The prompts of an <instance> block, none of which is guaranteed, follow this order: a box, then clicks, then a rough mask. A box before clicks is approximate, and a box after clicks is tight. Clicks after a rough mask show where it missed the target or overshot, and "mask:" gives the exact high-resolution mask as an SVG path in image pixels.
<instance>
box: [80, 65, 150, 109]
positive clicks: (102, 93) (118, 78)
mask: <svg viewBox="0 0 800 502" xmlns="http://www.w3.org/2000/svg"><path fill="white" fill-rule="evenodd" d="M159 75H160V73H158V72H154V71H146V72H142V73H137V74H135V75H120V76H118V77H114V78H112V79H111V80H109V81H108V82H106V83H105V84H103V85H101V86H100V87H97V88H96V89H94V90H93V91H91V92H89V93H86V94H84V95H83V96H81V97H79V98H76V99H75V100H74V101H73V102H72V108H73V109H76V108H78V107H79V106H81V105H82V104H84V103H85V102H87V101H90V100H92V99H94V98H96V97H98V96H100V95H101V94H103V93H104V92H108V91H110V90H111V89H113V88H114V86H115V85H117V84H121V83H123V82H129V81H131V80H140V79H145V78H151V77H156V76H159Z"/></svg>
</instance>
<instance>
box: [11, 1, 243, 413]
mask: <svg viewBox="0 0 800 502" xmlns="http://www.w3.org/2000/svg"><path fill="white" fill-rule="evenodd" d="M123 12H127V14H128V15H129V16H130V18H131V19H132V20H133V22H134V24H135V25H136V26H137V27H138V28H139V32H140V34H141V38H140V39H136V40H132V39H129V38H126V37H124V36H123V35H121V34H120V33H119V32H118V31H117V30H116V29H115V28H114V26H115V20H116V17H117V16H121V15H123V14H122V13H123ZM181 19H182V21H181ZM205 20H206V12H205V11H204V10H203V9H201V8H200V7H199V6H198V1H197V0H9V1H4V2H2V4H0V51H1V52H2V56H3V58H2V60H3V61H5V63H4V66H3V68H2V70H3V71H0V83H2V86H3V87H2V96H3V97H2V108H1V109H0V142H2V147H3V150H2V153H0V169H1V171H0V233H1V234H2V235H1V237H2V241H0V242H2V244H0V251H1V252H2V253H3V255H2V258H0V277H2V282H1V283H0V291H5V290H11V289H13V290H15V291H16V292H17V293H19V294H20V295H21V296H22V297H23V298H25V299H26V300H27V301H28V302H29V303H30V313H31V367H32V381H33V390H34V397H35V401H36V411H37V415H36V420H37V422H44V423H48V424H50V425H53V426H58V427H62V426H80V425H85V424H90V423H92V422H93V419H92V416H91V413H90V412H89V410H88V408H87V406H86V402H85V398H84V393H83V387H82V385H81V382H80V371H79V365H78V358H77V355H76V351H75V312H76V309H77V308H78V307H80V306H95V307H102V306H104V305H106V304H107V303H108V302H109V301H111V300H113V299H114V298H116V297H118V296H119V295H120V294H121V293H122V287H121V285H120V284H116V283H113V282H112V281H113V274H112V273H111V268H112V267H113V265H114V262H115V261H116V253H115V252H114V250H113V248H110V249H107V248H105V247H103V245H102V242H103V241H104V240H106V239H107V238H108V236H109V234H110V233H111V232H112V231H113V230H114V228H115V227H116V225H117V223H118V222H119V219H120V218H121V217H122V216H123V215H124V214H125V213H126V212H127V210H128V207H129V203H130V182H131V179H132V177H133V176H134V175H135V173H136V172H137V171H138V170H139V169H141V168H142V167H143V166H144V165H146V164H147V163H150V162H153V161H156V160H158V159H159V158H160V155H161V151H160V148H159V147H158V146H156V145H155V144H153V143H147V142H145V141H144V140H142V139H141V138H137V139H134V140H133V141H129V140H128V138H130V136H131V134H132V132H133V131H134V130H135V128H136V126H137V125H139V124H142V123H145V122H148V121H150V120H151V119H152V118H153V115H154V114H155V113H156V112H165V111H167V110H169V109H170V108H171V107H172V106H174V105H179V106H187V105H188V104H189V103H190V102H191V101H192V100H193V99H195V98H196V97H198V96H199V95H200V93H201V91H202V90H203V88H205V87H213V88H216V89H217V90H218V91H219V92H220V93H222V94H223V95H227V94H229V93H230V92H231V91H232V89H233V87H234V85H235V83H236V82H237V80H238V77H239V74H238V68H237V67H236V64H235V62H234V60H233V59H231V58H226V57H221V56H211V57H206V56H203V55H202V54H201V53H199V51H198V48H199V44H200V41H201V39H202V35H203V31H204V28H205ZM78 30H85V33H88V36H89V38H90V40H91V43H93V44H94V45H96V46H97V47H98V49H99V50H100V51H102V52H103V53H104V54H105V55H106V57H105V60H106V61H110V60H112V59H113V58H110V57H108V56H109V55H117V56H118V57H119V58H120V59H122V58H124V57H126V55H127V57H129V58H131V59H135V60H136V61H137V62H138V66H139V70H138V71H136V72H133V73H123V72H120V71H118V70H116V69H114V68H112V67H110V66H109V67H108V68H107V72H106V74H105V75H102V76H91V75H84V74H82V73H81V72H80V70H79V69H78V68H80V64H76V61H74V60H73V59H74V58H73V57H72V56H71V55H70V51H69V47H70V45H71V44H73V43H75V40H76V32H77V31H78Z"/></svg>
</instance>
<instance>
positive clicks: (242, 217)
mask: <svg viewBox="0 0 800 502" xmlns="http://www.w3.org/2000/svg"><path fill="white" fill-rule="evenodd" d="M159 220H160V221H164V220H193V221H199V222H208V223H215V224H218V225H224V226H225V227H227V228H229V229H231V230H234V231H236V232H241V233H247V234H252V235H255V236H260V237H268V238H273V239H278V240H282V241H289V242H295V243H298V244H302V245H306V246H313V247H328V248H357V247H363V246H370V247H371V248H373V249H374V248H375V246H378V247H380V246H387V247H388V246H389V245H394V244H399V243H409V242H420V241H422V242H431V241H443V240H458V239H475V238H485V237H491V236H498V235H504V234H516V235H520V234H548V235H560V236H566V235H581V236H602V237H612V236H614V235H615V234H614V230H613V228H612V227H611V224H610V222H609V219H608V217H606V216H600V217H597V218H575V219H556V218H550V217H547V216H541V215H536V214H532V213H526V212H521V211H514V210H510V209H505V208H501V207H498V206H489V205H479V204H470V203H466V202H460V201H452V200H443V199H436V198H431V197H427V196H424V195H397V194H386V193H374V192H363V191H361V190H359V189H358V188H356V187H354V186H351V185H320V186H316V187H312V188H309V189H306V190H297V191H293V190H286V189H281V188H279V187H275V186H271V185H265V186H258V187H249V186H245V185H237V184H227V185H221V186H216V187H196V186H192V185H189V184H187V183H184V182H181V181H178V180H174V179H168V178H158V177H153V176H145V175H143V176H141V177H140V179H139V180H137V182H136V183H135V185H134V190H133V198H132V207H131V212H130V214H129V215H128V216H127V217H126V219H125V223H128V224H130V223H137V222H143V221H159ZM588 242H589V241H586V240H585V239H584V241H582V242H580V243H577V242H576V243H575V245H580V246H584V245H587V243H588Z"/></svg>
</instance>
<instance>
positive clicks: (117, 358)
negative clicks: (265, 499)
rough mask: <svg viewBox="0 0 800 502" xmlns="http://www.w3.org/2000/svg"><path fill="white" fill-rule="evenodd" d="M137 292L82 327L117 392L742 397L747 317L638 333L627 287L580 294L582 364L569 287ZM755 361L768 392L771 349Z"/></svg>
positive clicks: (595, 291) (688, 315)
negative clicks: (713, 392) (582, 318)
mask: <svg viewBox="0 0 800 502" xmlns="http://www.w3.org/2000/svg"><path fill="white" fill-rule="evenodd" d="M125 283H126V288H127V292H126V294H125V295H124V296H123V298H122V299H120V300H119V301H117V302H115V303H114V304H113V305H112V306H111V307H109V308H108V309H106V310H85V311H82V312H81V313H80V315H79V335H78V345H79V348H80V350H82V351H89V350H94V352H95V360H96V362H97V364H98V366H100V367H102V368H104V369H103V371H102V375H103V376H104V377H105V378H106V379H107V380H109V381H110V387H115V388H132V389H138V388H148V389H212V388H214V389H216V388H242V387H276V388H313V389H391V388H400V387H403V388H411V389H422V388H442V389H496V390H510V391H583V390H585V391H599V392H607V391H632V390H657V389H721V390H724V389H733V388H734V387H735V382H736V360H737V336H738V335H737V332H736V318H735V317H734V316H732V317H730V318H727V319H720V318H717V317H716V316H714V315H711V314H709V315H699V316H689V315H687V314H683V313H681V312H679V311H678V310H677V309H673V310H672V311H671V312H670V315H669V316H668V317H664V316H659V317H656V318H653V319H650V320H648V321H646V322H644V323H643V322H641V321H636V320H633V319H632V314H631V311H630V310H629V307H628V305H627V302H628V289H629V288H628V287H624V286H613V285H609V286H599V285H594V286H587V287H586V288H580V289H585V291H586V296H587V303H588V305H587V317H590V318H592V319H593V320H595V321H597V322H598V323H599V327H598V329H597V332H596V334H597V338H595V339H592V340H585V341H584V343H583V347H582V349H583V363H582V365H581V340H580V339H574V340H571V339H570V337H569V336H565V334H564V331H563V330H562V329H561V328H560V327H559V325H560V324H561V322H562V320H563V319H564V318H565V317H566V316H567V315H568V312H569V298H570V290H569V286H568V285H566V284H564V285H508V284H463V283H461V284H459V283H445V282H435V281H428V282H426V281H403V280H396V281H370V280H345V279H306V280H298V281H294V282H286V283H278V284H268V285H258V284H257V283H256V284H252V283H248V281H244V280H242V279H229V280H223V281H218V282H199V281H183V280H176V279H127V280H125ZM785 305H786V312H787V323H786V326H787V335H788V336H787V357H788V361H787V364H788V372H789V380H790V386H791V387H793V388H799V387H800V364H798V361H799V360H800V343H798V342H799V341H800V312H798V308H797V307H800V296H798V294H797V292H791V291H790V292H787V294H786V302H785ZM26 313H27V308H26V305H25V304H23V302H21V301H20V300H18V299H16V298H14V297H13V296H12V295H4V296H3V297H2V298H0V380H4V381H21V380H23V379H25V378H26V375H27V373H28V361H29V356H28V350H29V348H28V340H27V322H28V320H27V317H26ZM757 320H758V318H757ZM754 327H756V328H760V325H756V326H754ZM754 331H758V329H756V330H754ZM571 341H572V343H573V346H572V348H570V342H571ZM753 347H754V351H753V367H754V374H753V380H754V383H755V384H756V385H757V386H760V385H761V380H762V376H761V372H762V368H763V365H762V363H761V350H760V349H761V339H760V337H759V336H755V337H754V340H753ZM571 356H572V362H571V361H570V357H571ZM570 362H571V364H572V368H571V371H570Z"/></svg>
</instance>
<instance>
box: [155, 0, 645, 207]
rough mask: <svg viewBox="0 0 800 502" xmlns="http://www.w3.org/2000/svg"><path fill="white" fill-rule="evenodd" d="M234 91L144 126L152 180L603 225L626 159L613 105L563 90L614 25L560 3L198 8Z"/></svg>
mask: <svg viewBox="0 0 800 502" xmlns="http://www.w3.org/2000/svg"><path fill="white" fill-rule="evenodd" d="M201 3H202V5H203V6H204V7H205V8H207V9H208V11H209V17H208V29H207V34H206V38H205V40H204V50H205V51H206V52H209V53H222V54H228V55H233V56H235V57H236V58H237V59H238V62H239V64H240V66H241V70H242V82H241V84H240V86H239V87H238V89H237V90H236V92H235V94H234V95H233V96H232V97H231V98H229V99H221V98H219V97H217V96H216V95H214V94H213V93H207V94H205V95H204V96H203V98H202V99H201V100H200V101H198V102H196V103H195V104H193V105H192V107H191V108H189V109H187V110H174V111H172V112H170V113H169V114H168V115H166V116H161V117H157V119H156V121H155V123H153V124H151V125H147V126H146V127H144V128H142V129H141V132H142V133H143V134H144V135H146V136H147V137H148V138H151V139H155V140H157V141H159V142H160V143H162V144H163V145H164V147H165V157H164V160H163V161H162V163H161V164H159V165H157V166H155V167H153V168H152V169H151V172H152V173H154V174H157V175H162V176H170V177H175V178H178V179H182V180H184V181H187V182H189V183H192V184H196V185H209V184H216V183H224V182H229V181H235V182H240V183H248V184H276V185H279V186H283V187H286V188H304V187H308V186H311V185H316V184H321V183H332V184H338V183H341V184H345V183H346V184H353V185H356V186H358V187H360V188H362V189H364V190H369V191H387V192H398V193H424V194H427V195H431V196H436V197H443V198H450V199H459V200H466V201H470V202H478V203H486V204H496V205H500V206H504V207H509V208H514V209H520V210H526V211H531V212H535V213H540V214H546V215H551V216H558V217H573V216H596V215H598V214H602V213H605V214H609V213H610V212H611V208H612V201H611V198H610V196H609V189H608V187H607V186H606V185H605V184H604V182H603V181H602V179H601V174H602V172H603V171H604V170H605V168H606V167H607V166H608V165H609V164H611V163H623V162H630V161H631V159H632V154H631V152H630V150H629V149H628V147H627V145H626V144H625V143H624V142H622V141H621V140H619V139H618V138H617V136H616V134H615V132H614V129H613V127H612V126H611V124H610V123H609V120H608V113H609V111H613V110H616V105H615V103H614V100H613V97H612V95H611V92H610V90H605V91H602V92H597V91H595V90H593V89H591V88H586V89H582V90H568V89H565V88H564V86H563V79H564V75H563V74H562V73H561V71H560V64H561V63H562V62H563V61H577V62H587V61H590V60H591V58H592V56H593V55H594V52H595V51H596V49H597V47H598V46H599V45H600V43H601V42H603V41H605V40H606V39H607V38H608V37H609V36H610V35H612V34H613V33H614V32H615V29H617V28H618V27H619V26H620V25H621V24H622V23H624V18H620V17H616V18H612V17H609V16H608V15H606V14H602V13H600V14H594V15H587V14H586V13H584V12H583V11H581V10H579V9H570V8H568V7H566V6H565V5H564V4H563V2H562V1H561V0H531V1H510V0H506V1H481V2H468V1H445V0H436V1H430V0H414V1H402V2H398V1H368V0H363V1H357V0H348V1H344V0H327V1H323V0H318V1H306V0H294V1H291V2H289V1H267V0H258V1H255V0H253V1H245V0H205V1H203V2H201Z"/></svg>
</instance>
☆ ☆ ☆ ☆ ☆
## What the exercise asks:
For this exercise, please output exactly the lines above starting at the line with "positive clicks: (117, 358)" and ending at the line with "positive clicks: (595, 291) (688, 315)", ends included.

## Answer space:
positive clicks: (117, 358)
negative clicks: (265, 499)
rough mask: <svg viewBox="0 0 800 502" xmlns="http://www.w3.org/2000/svg"><path fill="white" fill-rule="evenodd" d="M137 292L82 327L117 392L742 397L747 317L638 333L627 287L580 294L582 364L569 287ZM755 361L768 392L771 349Z"/></svg>
positive clicks: (595, 291) (688, 315)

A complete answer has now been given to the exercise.